[A block of data]
=====
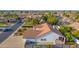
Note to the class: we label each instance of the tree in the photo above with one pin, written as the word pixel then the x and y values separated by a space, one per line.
pixel 45 18
pixel 52 20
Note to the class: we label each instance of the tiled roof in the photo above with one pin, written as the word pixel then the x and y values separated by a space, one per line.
pixel 37 31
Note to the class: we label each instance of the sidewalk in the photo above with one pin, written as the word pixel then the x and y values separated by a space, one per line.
pixel 13 42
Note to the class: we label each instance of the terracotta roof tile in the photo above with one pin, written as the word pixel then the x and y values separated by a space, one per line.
pixel 37 31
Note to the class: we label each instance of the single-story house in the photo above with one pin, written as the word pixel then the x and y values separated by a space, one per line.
pixel 64 21
pixel 42 34
pixel 75 25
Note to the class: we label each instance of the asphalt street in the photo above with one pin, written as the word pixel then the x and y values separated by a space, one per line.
=====
What is expected: Print each of the rows above word for word, leaving out the pictures.

Exercise result:
Note to the class: we label each instance of the tree in the photo above with one pin, written as the word pixel then the x and y values separated by a space, one per line.
pixel 45 18
pixel 52 20
Note to the class: we label each instance of the tiled roof in the photo above with one pin, written as the word pixel then the x and y values separated by a space, one per line.
pixel 37 31
Note to the class: we label each instance of the sidewalk in the photo above with one pin, written as the word pixel then the x and y values separated by a space, one per line.
pixel 13 42
Note to the class: we label each instance of the terracotta roof tile in the photo above with one pin, written as the word pixel then the x and y values separated by a space, one per line.
pixel 37 31
Note to the class: we label each instance of the single-story house in the photo above with one pin, written as the word pixel then the x and y values separated by a space, one per line.
pixel 64 21
pixel 42 34
pixel 75 25
Note to the class: we label each instance of the asphalt street in the photo above with one pin, written as the word pixel then the x and y values separated by a space, one per line.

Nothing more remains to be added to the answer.